Selected extract:
▼

Personal information
- Born: May 28, 1992 (age 33) Ada, Oklahoma, U.S.
- Listed height: 6 ft 1 in (1.85 m)
- Listed weight: 190 lb (86 kg)

Career information
- High school: Ada (OK)
- College: East Central
- NFL draft: 2015: undrafted

Career history
- Chicago Bears (2015)*; Los Angeles KISS (2016); BC Lions (2016)*; Baltimore Brigade (2017);
- * Offseason and/or practice squad member only

= Qumain Black =

American gridiron football player (born 1992)

Qumain Black (born May 28, 1992) is an American former football defensive back. He played college football at East Central. He was a member of the Chicago Bears, Los Angeles KISS, BC Lions, and Baltimore Brigade.

==Early life==
Black participated in high school football for Ada High School. At Ada High School he won an all-state award.

==College career==
Black played for the East Central University Tigers from 2011 to 2013. In 2012, he received an All-GAC Honorable Mention, and in 2013, he made the Don Hansen All-Super Region Three Third-team and was an All-GAC First-team selection.

==Professional career==

===Chicago Bears===
Black signed with the Chicago Bears on May 3, 2015, after going undrafted in the 2015 NFL draft. On September 5, he was released by the Bears.

===Los Angeles KISS===
On November 13, 2015, Black was assigned to the Los Angeles KISS of the Arena Football League. On February 3, 2016, the KISS placed Black on Other league exempt list. The KISS activated Black on May 10. On July 7, Black was placed on reassignment. On July 11, Black was assigned to the KISS.

===BC Lions===
Black signed with the BC Lions of the Canadian Football League on February 25, 2016. On May 5, Black was released by the Lions.

===Baltimore Brigade===
Black was assigned to the Baltimore Brigade on January 17, 2017.

==Personal life==
Black is now in a federal prison serving a 170-month sentence for sex trafficking crimes. Black pled guilty to in 2021.

▲

From the Qumain Black profile, pull out the passage between "Career information" and "and Baltimore Brigade.", inclusive.

Data under study:
▼

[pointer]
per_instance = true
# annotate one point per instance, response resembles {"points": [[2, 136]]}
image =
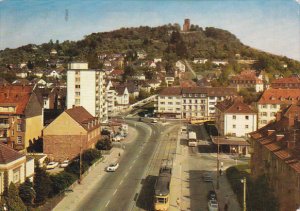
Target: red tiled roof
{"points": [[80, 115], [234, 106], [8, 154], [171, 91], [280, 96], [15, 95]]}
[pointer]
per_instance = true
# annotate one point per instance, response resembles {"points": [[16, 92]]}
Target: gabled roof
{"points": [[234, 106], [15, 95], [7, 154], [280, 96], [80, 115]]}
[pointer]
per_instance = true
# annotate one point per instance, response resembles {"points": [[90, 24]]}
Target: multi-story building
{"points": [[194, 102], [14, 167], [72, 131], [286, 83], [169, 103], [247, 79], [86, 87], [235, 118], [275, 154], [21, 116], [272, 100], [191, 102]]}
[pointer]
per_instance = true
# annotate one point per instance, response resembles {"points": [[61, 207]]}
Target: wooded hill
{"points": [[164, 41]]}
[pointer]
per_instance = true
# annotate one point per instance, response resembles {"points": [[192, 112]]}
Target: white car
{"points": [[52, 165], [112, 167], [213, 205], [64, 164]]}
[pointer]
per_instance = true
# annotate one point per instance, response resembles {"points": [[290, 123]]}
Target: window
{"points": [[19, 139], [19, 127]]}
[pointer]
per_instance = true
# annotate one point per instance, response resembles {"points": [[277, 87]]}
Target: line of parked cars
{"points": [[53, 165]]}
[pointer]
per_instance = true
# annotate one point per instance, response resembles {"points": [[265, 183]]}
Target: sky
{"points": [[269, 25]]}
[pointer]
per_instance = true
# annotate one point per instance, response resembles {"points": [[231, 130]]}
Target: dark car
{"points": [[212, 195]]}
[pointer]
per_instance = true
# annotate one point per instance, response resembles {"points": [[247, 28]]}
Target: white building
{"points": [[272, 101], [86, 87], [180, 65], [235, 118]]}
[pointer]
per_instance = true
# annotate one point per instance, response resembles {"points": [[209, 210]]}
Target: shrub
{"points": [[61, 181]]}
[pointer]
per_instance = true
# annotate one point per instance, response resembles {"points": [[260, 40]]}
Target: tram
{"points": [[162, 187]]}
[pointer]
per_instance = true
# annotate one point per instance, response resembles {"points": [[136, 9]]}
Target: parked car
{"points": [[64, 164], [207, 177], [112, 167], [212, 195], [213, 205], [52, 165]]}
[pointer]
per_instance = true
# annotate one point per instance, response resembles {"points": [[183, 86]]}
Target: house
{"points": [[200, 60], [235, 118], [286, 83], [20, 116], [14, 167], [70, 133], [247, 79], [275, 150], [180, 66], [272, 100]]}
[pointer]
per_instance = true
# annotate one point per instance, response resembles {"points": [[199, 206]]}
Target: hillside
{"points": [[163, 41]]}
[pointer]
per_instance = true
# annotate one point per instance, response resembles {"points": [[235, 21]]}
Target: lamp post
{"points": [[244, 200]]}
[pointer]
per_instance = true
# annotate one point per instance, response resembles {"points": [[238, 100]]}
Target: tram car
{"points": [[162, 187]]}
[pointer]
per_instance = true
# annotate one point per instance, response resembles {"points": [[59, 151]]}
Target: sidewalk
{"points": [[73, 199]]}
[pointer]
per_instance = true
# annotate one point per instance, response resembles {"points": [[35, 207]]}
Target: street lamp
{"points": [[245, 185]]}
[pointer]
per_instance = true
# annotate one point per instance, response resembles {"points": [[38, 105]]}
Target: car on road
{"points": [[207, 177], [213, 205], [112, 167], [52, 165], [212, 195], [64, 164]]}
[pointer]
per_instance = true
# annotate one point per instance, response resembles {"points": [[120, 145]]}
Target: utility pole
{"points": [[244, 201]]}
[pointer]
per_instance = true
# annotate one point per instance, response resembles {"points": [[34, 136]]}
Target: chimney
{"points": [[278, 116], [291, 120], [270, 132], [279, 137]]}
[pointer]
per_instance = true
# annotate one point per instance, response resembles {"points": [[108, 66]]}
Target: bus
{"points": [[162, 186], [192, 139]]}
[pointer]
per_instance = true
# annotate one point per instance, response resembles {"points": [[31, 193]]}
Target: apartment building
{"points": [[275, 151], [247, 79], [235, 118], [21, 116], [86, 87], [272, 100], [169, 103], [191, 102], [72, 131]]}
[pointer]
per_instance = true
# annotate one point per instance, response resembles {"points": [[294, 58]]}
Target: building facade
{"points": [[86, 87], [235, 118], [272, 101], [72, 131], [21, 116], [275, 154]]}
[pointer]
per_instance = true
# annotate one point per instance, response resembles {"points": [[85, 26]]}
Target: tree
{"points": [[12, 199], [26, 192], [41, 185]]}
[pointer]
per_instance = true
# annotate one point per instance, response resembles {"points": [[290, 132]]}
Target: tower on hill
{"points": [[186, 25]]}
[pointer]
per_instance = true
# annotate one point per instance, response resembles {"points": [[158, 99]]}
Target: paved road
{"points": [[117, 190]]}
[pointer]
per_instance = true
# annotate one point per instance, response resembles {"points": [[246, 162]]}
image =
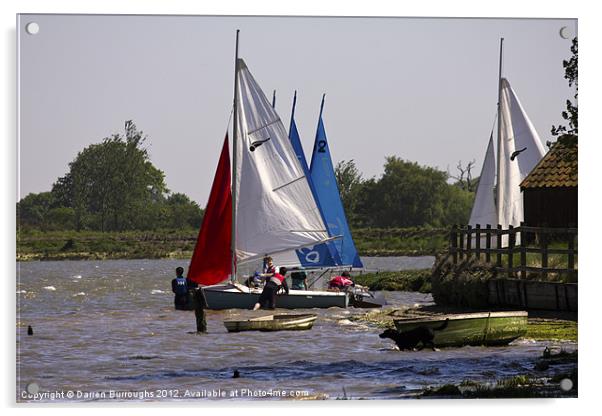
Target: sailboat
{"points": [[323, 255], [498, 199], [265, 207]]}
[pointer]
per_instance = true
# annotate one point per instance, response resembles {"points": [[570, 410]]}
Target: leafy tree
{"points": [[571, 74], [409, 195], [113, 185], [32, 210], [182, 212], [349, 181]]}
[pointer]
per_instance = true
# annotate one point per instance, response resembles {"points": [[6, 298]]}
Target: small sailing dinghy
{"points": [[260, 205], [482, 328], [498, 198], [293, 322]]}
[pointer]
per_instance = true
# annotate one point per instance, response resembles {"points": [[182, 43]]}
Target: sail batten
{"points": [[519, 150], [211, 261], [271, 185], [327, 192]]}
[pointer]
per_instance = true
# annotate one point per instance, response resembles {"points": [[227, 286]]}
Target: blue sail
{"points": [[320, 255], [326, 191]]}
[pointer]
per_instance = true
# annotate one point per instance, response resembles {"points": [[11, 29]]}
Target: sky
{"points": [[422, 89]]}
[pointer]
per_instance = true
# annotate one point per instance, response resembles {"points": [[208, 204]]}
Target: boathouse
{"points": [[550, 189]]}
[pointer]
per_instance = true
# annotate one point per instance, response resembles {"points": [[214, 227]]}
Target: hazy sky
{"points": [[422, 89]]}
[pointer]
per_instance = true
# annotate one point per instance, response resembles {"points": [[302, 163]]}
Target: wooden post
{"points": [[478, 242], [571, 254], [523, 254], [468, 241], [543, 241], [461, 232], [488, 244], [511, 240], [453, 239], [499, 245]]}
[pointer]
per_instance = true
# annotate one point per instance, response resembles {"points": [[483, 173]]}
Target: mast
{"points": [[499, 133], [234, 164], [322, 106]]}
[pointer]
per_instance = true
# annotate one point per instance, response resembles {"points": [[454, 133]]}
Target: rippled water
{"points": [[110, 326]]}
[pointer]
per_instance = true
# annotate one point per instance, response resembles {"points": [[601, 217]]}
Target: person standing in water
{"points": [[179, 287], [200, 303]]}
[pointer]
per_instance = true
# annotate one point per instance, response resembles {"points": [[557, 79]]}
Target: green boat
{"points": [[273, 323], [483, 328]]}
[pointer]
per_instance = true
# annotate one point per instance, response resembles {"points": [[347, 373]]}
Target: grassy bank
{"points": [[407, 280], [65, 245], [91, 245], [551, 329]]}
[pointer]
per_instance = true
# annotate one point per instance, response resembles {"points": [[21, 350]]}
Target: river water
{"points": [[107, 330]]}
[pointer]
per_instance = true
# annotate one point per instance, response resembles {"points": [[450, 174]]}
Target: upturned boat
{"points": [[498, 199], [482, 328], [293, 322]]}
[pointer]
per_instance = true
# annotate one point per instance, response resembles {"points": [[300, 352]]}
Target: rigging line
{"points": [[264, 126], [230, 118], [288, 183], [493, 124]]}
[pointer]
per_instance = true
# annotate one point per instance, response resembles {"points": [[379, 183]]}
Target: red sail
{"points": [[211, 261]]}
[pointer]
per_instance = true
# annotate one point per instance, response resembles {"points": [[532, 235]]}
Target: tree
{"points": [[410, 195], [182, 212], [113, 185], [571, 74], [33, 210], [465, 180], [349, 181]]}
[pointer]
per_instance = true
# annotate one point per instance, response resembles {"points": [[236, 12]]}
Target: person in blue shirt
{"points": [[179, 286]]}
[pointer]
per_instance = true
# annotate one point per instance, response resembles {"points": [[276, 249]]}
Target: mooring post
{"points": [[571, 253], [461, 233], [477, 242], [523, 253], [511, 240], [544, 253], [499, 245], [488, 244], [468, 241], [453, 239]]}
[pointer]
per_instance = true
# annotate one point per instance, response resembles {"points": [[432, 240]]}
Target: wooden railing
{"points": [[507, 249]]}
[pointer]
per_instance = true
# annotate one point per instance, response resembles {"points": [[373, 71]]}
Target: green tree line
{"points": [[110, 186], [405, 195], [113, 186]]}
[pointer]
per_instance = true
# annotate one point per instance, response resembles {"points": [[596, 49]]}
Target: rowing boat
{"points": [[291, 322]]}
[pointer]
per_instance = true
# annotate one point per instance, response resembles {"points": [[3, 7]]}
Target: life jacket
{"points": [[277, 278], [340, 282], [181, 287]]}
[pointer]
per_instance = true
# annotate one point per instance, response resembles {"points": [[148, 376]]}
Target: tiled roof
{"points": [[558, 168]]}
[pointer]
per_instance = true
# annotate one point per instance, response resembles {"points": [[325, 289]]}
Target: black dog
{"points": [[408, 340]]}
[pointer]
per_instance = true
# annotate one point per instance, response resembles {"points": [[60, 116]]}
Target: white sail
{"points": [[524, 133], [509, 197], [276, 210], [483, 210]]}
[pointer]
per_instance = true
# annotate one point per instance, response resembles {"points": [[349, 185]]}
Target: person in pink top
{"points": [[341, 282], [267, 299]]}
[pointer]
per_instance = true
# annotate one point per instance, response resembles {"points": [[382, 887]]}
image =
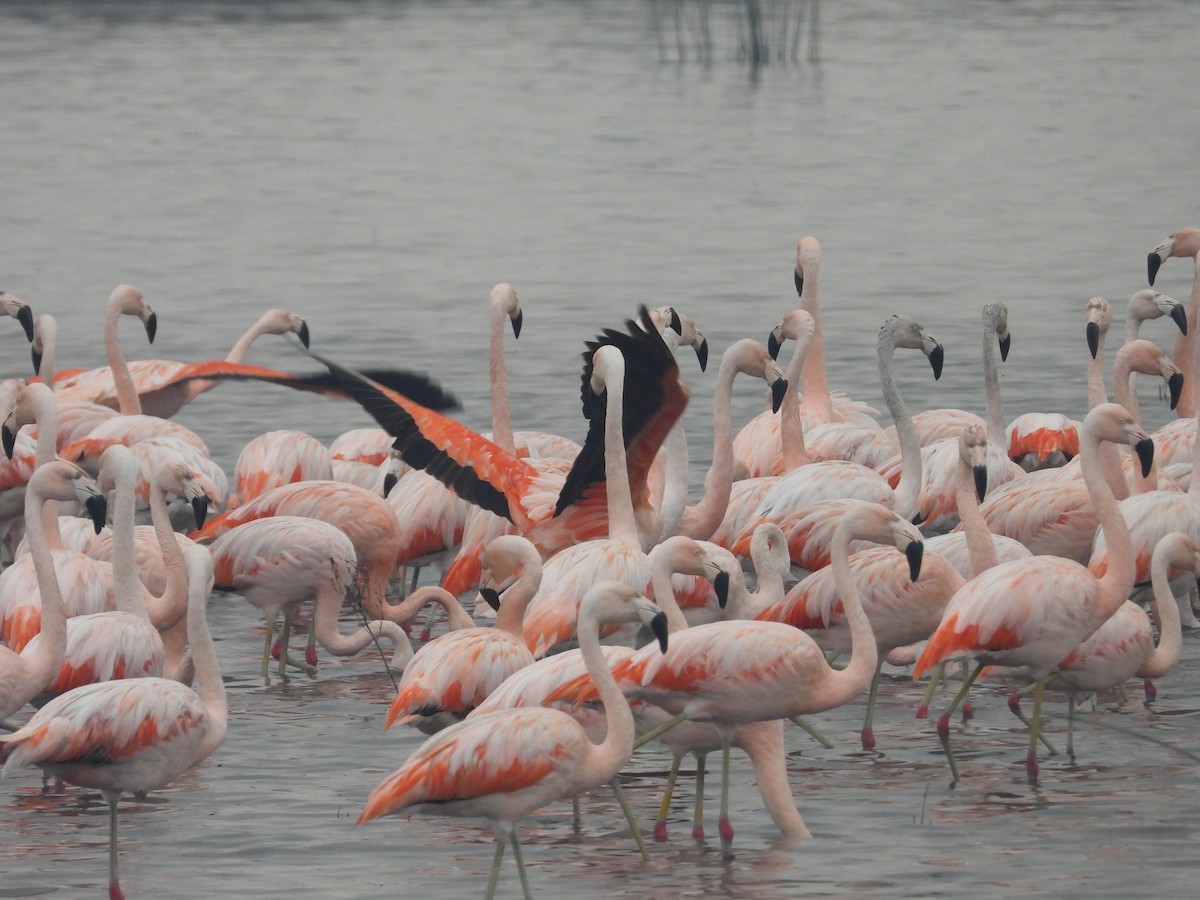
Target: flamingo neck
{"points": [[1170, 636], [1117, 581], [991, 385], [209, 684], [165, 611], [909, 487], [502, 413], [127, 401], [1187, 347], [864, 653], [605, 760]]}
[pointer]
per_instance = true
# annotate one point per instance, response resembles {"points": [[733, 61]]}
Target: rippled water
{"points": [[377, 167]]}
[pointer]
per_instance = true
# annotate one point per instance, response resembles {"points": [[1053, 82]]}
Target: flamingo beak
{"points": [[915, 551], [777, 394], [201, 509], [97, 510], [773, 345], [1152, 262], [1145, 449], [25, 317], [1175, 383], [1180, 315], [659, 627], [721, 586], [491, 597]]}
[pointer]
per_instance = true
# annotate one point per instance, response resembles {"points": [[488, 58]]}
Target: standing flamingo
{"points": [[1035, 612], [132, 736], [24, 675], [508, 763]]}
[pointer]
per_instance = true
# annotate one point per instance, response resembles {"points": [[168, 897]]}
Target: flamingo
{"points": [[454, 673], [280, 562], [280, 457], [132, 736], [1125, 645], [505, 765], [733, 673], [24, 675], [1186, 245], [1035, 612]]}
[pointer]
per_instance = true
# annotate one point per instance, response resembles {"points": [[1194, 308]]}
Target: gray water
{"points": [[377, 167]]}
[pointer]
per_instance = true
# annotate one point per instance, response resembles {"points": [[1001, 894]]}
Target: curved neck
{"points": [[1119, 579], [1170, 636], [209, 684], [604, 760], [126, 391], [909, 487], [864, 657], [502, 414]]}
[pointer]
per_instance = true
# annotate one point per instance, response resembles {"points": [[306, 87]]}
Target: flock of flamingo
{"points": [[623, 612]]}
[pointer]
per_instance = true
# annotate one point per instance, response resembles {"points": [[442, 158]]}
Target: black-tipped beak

▲

Completed exercise:
Career information
- High school: Ada (OK)
- College: East Central
- NFL draft: 2015: undrafted

Career history
- Chicago Bears (2015)*; Los Angeles KISS (2016); BC Lions (2016)*; Baltimore Brigade (2017);
- * Offseason and/or practice squad member only

= Qumain Black =

American gridiron football player (born 1992)

Qumain Black (born May 28, 1992) is an American former football defensive back. He played college football at East Central. He was a member of the Chicago Bears, Los Angeles KISS, BC Lions, and Baltimore Brigade.